REQUIRED TASK A: Repeat word for word everything in the records from the line containing "the white shoe" down to the last line of the records.
Start of DOCUMENT EXTRACT
Microsoft Clustering with VMware vSphere Design Guide

Update: 28/01/2016 – Post updated to reflect vSphere 6.x enhancements.

Microsoft Cluster Services (MSCS) has been around since the days of Windows NT4, providing high availability to tier 1 applications such as, MS Exchange and MS SQL Server. With the release of Server 2008, Microsoft Clustering Services was renamed to Windows Server Fail-Over Clustering (WSFC) with several updates.
This post will focus on the design choices when implemented with VMware vSphere and proposing alternatives along the way. This is not intended as a ‘step-by-step install guide‘ of MSCS/WSFC.

vSphere 5, 6.x Integration – MSCS/WSFC Design Guide

Update: Whats new vSphere 6

  • vMotion supported for cluster of virtual machines across physical hosts (CAB deployment).
  • ESXi 6.0 supports PSP_RR for Windows Server 2008 SP2 and above releases of MS Windows Server.
  • MSCS / WSFC is supported with VMware Virtual SAN (VSAN) version 6.1.
  • WSFC supported on Windows deployments of the VMware vCenter Server.
  • Be sure to review the WSFC VMware KB page for updates on supported configurations.

Requirements:

  • Virtual disk formats should be thick provisioned eager zeroed.
  • Update: vMotion support in ESXi 6.x only and for cluster of virtual machines across physical hosts (CAB) with passthrough RDMs you must use VM-hardware version 11.
    • VMware recommends updating the heart-beat timeout ‘SameSubnetThreshold’ registry value to 10. Additional info can be found on MS Failover Clustering and NLB Team Blog
    • The vMotion network must be a 10Gbps Ethernet link. 1Gbps Ethernet link for vMotion of WSFC virtual machines is not supported.
  • Synchronise time with a PDCe/NTP server (disable host based time synchronisation using VMware tools).
  • WSFC/MSCS requires a private or heartbeat network for cluster communication.
  • Modify the windows registry disk timeout value to 60 seconds or more.(HKEY_LOCAL_MACHINE\System\CurrentControlSet\Services\Disk\TimeOutValue.)
  • Guest operating system and SCSI adapter support requirements:
    Operating System SCSI Adapter
    Windows 2003 SP1 or higher LSI Logic Parallel
    Windows 2008 SP2 or higher LSI Logic SAS
    Windows 2008 R2 SP1 and higher LSI Logic SAS
    Windows 2012 and above LSI Logic SAS
  • A shared storage drive (quorum) that is presented to all hosts in the environment that might host the MSCS/WSFC-virtual machines.
  • Quorum/Shared Storage Requirements:

    Storage Cluster in a Box (CIB) Cluster Across Box (CAB) Physical and Virtual Machine
    Virtual Disks (VMDK’s) Yes (recommended) No No
    Physical Mode Raw Device Mapping No Yes (recommended) Yes
    Virtual Mode Raw Device Mapping Yes No No
    In-guest iSCSI Yes Yes Yes
    In-guest SMB 3.0 Yes (Server 2012 only) Yes (Server 2012 only) Yes (Server 2012 only)

Limitations:

  • Windows 2000 VM’s are no longer supported from vSphere 4.1 onwards; Windows 2003 SP2 and 2008 R2, 2012, 2012 R2 is supported.
  • Five node clusters are possible (only two nodes in vSphere 5.0).
  • You must use at least VM hardware version 7. Update: For vMotion support in ESXi 6.x use VM hardware version 11.
  • Shared disks need to be the thick provision eager zeroed.
End of DOCUMENT EXTRACT
Start of PROVIDED DATA
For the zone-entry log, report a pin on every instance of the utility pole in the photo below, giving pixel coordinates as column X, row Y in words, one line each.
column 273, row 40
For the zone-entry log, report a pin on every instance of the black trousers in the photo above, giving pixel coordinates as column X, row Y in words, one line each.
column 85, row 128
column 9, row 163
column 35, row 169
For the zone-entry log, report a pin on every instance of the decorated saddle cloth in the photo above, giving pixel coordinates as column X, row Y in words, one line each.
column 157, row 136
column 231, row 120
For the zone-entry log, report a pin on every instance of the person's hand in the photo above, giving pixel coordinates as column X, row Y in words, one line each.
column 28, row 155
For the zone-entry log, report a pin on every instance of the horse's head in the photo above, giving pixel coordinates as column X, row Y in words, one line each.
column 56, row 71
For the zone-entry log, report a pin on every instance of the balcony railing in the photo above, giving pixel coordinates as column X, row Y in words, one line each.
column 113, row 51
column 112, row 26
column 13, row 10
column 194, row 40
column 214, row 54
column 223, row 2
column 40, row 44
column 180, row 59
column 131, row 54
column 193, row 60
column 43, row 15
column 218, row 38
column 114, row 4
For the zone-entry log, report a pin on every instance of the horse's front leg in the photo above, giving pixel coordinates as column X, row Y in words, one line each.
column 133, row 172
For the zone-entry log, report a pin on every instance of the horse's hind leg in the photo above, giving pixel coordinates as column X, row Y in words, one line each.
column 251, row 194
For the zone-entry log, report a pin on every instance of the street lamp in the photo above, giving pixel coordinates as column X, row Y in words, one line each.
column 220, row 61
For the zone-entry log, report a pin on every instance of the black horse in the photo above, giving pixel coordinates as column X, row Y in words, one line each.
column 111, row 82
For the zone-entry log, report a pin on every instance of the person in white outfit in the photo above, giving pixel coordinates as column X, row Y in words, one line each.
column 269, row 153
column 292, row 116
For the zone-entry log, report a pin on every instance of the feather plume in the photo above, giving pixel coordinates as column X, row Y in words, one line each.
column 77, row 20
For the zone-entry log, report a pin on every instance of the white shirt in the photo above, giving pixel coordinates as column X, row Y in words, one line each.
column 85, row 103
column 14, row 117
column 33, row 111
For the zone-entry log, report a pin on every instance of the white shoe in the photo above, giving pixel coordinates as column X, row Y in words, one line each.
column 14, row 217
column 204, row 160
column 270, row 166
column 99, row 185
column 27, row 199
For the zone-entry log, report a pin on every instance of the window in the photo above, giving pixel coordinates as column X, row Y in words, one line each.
End of PROVIDED DATA
REQUIRED TASK B: From the vSphere clustering design guide, quote everything from "vSphere 5, 6.x" down to "(VSAN) version 6.1.".

EXERCISE OUTPUT A:
For the zone-entry log, report a pin on every instance of the white shoe in the photo above, giving pixel coordinates as column X, row Y in words, one line each.
column 14, row 217
column 204, row 160
column 270, row 166
column 99, row 185
column 27, row 199
For the zone-entry log, report a pin on every instance of the window in the photo above, giving pixel coordinates as column X, row Y in words, one line each.

EXERCISE OUTPUT B:
vSphere 5, 6.x Integration – MSCS/WSFC Design Guide

Update: Whats new vSphere 6

  • vMotion supported for cluster of virtual machines across physical hosts (CAB deployment).
  • ESXi 6.0 supports PSP_RR for Windows Server 2008 SP2 and above releases of MS Windows Server.
  • MSCS / WSFC is supported with VMware Virtual SAN (VSAN) version 6.1.